▸ Work instructions: Return all entries word for word, but drop any images.

━━━━━ Data supplied

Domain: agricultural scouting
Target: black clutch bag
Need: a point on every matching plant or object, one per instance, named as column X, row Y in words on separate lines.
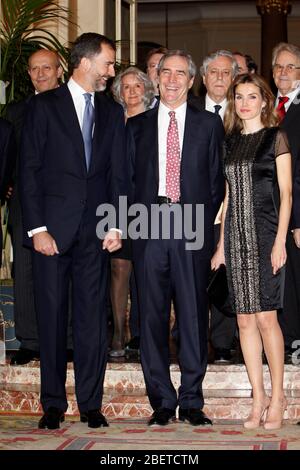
column 218, row 292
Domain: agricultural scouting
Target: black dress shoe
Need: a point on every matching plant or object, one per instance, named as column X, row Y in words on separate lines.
column 52, row 418
column 223, row 356
column 70, row 355
column 162, row 417
column 94, row 418
column 23, row 356
column 194, row 416
column 133, row 345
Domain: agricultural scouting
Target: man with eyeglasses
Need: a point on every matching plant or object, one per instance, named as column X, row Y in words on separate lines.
column 218, row 70
column 286, row 74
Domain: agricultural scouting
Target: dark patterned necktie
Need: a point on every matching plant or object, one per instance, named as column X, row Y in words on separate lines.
column 87, row 128
column 281, row 108
column 173, row 160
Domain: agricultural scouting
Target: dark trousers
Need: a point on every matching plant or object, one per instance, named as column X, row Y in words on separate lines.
column 289, row 318
column 222, row 328
column 25, row 316
column 168, row 271
column 134, row 317
column 86, row 265
column 24, row 309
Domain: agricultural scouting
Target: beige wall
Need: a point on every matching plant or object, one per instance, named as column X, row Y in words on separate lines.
column 209, row 29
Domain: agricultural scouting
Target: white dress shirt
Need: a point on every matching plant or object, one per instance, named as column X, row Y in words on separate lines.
column 210, row 106
column 292, row 95
column 163, row 124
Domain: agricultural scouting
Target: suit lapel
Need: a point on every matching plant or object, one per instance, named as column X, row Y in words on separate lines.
column 292, row 111
column 189, row 135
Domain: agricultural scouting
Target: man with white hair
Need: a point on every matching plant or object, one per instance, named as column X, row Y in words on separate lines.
column 218, row 71
column 286, row 74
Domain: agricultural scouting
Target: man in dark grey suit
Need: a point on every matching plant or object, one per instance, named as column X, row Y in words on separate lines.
column 165, row 268
column 286, row 74
column 7, row 158
column 218, row 71
column 72, row 162
column 45, row 70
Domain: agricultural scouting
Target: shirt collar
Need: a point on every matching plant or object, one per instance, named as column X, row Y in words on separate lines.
column 180, row 111
column 210, row 104
column 291, row 95
column 76, row 89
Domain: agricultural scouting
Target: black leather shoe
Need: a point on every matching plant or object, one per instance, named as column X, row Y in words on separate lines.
column 133, row 345
column 162, row 417
column 94, row 418
column 70, row 355
column 194, row 416
column 52, row 418
column 222, row 356
column 23, row 356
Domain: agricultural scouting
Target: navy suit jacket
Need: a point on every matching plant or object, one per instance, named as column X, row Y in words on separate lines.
column 56, row 188
column 201, row 177
column 290, row 124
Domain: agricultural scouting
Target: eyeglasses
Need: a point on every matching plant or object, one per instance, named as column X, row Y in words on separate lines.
column 289, row 68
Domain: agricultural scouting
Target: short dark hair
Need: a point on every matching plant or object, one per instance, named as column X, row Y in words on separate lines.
column 88, row 45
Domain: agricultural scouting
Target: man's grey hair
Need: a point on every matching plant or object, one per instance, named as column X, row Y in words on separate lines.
column 142, row 77
column 178, row 52
column 285, row 47
column 215, row 55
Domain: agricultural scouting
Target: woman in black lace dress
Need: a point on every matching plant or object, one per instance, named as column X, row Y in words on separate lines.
column 256, row 213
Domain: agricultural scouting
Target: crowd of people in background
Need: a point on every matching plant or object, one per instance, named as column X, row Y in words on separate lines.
column 66, row 150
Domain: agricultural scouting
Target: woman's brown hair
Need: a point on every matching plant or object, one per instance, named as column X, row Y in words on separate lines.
column 269, row 116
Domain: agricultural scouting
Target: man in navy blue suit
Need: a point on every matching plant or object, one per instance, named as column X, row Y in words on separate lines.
column 174, row 153
column 7, row 159
column 71, row 162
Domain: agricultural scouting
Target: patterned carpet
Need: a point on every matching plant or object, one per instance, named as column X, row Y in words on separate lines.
column 20, row 433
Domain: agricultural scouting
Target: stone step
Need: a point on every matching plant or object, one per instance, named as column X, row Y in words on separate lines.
column 219, row 404
column 129, row 376
column 226, row 390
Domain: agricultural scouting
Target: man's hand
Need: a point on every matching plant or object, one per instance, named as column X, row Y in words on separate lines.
column 112, row 241
column 296, row 235
column 45, row 244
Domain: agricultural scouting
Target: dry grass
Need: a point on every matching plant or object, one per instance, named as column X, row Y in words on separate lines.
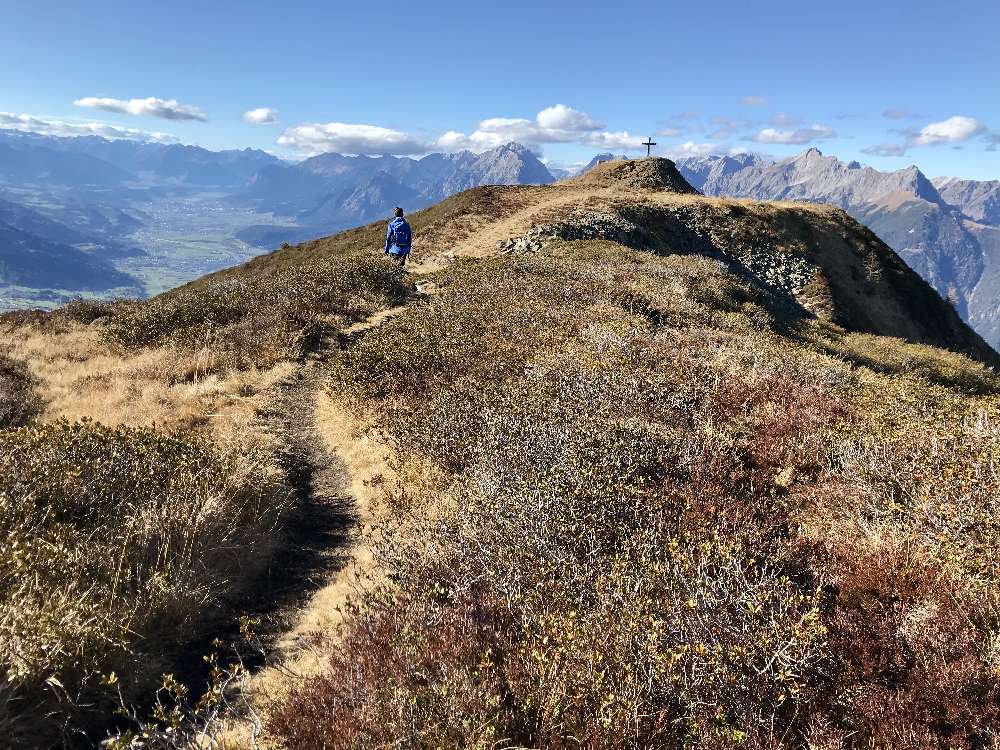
column 646, row 511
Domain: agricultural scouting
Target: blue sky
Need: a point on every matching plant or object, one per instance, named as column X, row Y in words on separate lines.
column 886, row 82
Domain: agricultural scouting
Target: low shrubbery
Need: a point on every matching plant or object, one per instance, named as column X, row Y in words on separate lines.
column 660, row 519
column 18, row 400
column 259, row 318
column 114, row 543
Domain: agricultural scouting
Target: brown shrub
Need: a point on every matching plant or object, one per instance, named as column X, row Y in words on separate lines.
column 18, row 400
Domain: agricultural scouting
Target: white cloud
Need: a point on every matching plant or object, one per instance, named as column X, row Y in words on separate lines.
column 796, row 137
column 151, row 106
column 784, row 120
column 261, row 116
column 895, row 113
column 952, row 130
column 561, row 117
column 41, row 126
column 886, row 149
column 349, row 138
column 557, row 124
column 690, row 148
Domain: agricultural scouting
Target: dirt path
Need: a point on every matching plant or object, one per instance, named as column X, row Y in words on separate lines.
column 483, row 243
column 331, row 460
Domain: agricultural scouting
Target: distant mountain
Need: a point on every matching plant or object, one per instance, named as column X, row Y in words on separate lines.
column 333, row 191
column 33, row 222
column 31, row 261
column 977, row 200
column 599, row 158
column 377, row 197
column 37, row 161
column 949, row 236
column 91, row 160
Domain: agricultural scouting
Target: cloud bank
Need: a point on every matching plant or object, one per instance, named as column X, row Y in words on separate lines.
column 346, row 138
column 798, row 136
column 261, row 116
column 41, row 126
column 556, row 124
column 151, row 106
column 954, row 130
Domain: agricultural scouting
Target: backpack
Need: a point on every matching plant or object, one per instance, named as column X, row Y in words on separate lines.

━━━━━━━━━━

▸ The result:
Domain: agricultural scouting
Target: black clutch bag
Need: a point on every matching plant or object, one per instance, named as column X, row Y in words on separate lines.
column 218, row 292
Domain: agricultural scouting
Target: black dress shoe
Need: a point on every matching plant or object, one per instance, named as column X, row Y in words on separate lines.
column 52, row 418
column 223, row 356
column 70, row 355
column 162, row 417
column 94, row 418
column 23, row 356
column 194, row 416
column 133, row 345
Domain: agricultural scouting
Target: man with eyeglasses
Need: a point on every matching plant or object, one per instance, named as column X, row Y in words on separate lines.
column 218, row 70
column 286, row 74
Domain: agricultural scouting
Target: dark patterned necktie
Need: a point on every matching plant or object, one per instance, named as column X, row Y in words on separate lines.
column 87, row 128
column 281, row 108
column 173, row 160
Domain: agricultural scouting
Target: dark trousers
Need: a point on every matching plant or object, one per instance, named as column X, row Y in words on separate lines.
column 289, row 318
column 222, row 328
column 25, row 316
column 168, row 271
column 134, row 317
column 86, row 265
column 24, row 309
Domain: agricultural scouting
Target: beige wall
Need: a point on every matching plant or object, one per instance, named as column X, row Y in words on separate lines.
column 209, row 29
Domain: agricultural scouting
Target: white dress shirt
Need: a point on every matching plant or object, one per instance, named as column X, row Y in words on separate lines.
column 210, row 106
column 292, row 95
column 163, row 124
Domain: agricultural scouting
Target: suit lapel
Need: a point on every matching plant or object, one per instance, named as column X, row Y in words on separate lines.
column 292, row 111
column 189, row 135
Domain: agricultural scouting
Target: man with white hair
Need: a point on every matching plant or object, one per instance, named as column X, row Y in words on separate lines.
column 218, row 71
column 286, row 74
Domain: agricultural scouting
Target: man in dark grey suit
Need: a point on every matching plant or object, one per instance, named as column X, row Y in words on separate lines.
column 165, row 268
column 286, row 74
column 7, row 158
column 218, row 71
column 72, row 162
column 45, row 70
Domain: agricultural scouting
Target: shirt collar
Need: a point on every matching plant or object, one per instance, named as column X, row Y in words on separate lines.
column 180, row 111
column 210, row 104
column 291, row 95
column 76, row 89
Domain: agricultural scouting
Target: black leather shoe
Need: a point on every matching plant or object, one per instance, named as column X, row Y in words on separate lines.
column 133, row 345
column 162, row 417
column 94, row 418
column 70, row 355
column 194, row 416
column 52, row 418
column 222, row 356
column 23, row 356
Domain: agricultural scouting
Target: navy suit jacket
Need: a point on every matching plant or object, one per instance, named as column X, row Y in words on separate lines.
column 56, row 188
column 201, row 177
column 290, row 124
Domain: agricultural scouting
Target: eyeglasses
Need: a point on every matching plant or object, one per instance, named as column X, row Y in words on separate lines.
column 289, row 68
Domain: agricultural scouting
Target: short dark hair
Need: a point on every matching plant or object, one per instance, named as column X, row Y in words on separate lines.
column 88, row 45
Domain: agricultural scouting
Target: man's grey hair
Need: a point on every matching plant or object, one per instance, named as column X, row Y in words on separate lines.
column 142, row 77
column 178, row 52
column 285, row 47
column 215, row 55
Domain: agricultural scouting
Target: woman in black lace dress
Need: a point on every matching plant or object, one per instance, named as column X, row Y in words on separate lines.
column 256, row 213
Domain: agricultural scouting
Target: crowd of people in background
Need: a point on every matching plant or object, one per instance, named as column X, row Y in words on separate lines.
column 66, row 150
Domain: agricultural scouting
Target: woman's brown hair
Need: a point on every matching plant or object, one per instance, named as column X, row Y in words on separate lines.
column 269, row 116
Domain: agricultural scouting
Target: man in navy blue suit
Need: a point on every matching plant or object, one per instance, named as column X, row Y in words on separate lines.
column 174, row 153
column 7, row 159
column 71, row 162
Domain: agricultural scouting
Target: patterned carpet
Need: a point on every matching plant or object, one per instance, named as column X, row Y in words on separate lines.
column 20, row 433
Domain: agricultural scouting
Target: stone step
Need: a point on every matching plant or object, one per instance, named as column X, row Y in words on separate lines.
column 219, row 404
column 129, row 376
column 226, row 390
Domain: agricultural scouting
Target: man's hand
Need: a point on every matching plant or object, one per instance, named as column X, row Y in words on separate lines.
column 112, row 241
column 296, row 235
column 45, row 244
Domain: agricultural scouting
Target: dry grass
Need: a point on every matching plant or object, one per instance, named as column X, row Y in words on separate lines.
column 646, row 511
Domain: agricultural scouting
Target: blue sky
Need: a point on every matching plant or object, one per instance, named as column X, row Y in words on separate lines.
column 886, row 82
Domain: agricultural scouting
Target: low shrubbery
Need: a point on every matching plant or object, one per instance, named as column X, row Y in words on separate lines.
column 660, row 519
column 18, row 400
column 259, row 318
column 114, row 543
Domain: agricultural scouting
Target: brown shrub
Need: a point on every matching plant or object, one per instance, named as column X, row Y in words on separate lines.
column 18, row 400
Domain: agricultural scouting
Target: white cloud
Need: a point on every matching plant or object, one per instance, named as column X, row Y in words on separate lines.
column 796, row 137
column 151, row 106
column 784, row 120
column 261, row 116
column 895, row 113
column 952, row 130
column 561, row 117
column 41, row 126
column 886, row 149
column 349, row 138
column 557, row 124
column 690, row 148
Domain: agricultural scouting
Target: dirt path
Need: a point on every matching plant or object, one per instance, named as column X, row Y in words on separate lines.
column 483, row 243
column 331, row 460
Domain: agricultural scouting
Target: distant mountain
Need: a point on every matching plant or object, one per instance, named as column X, row Y in words on separate lines.
column 333, row 191
column 33, row 222
column 31, row 261
column 977, row 200
column 599, row 158
column 377, row 197
column 37, row 161
column 949, row 236
column 91, row 160
Domain: agricultural scouting
Target: cloud bank
Need: a point on every matching plant or object, one per instance, named as column X, row Y in words on separate lines.
column 346, row 138
column 798, row 136
column 261, row 116
column 41, row 126
column 556, row 124
column 151, row 106
column 954, row 130
Domain: agricultural scouting
Target: backpack
Need: a point on every matching plant or object, one per instance, named as column X, row Y in words on separate lines.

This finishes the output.